● **本文抜粋**:
☆ ☆ ☆
このため、オープンディファレンシャルを介して電気機械によって駆動される左右の車輪を含む車両のための改良された車輪スリップ制御を提供することが望ましい。
【発明の概要】
【0006】
本発明の目的は、従来技術の欠点を軽減するシステムを提供することである。この目的および他の目的は、以下の開示で明らかになるように、添付の独立請求項1で定義されるようなシステムによって達成される。
【0007】
本発明の概念は、符号付き車輪スリップ制限を設定し、車両の一方の側の車輪の車輪スリップが符号付き車輪スリップ制限を超過した場合にアクチュエータ(常用ブレーキなど)を作動させることによって、車両の他方の側の車輪にトルクを効果的に伝達することができるという認識に基づいている。このようにすることで、アクチュエータ同士が対立するリスクを効果的に低減することができる。以下では、様々な態様および例示的な実施形態について説明する。
【0008】
本開示の第1の態様によれば、車両の車輪スリップを制御するためのシステムが提供される。車両は、オープンディファレンシャルを介して少なくとも1つの一次アクチュエータ(電気機械など)によって駆動される少なくとも2つの車輪と、それぞれが個別の車輪に追加的な力(摩擦力など)を与えるための個別の二次アクチュエータ(常用ブレーキ)とを含み、
前記システムは、ビークルコントロールユニット(車両制御ユニット)VCUおよびモーションサポートデバイス(運動支援装置)MSDを含み、
VCUは、
- 一次アクチュエータに、一次アクチュエータのスリップがλemとなる速度で回転するように要求し、
- 設定可能な値を一次アクチュエータのスリップλemに加えることによって符号付き車輪スリップ制限λlim(>λem)を決定し、
- 前記車両の前記少なくとも2つの車輪を、それぞれの車輪スリップが符号付き車輪スリップ制限λlim未満のλl、λrとなる車輪速度で回転するように制御するための制御信号を運動支援装置MSDに送信する、
ように構成され、ここで、λl、λrおよびλemのそれぞれは符号付き数値であり、
MSDは、
- VCUから制御信号を受信し、
- 前記少なくとも2つの車輪の現在のそれぞれの車輪スリップλl、λr、または前記それぞれの車輪スリップλl、λrに変換可能な現在のそれぞれの回転速度を計算し、
- 受信した制御信号に基づき、現在のそれぞれの車輪スリップλl、λrのうちの1つが符号付き車輪スリップ制限λlimを超過している場合、超過している車輪スリップを有する車輪に対してそれぞれの二次アクチュエータを作動させてトルクを他の車輪に伝達する、
ように構成されている。
☆ ☆ ☆
● **提供データ**:

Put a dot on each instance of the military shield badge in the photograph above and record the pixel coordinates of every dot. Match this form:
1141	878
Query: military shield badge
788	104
☆ ☆ ☆
● **短い課題 1**: 車輪スリップ制御に関する本文抜粋のうち、「このため、オープンディファレ」から「システムによって達成される。」までをそのまま書き写してください。
● **短い課題 2**:
車輪スリップ制御に関する本文抜粋に基づいて、次の問いに答えてください。
(a) VCUは符号付き車輪スリップ制限λlimをどのようにして決定しますか。
(b) 本発明の概念に基づく方法によって効果的に低減できるとされているのは、どのようなリスクですか。
(c) 二次アクチュエータの例として括弧内に挙げられているものは何ですか。

● **解答全文 1**:
このため、オープンディファレンシャルを介して電気機械によって駆動される左右の車輪を含む車両のための改良された車輪スリップ制御を提供することが望ましい。
【発明の概要】
【0006】
本発明の目的は、従来技術の欠点を軽減するシステムを提供することである。この目的および他の目的は、以下の開示で明らかになるように、添付の独立請求項1で定義されるようなシステムによって達成される。

● **解答全文 2**:
(a) 設定可能な値を一次アクチュエータのスリップλemに加えることによって決定します。
(b) アクチュエータ同士が対立するリスクです。
(c) 常用ブレーキです。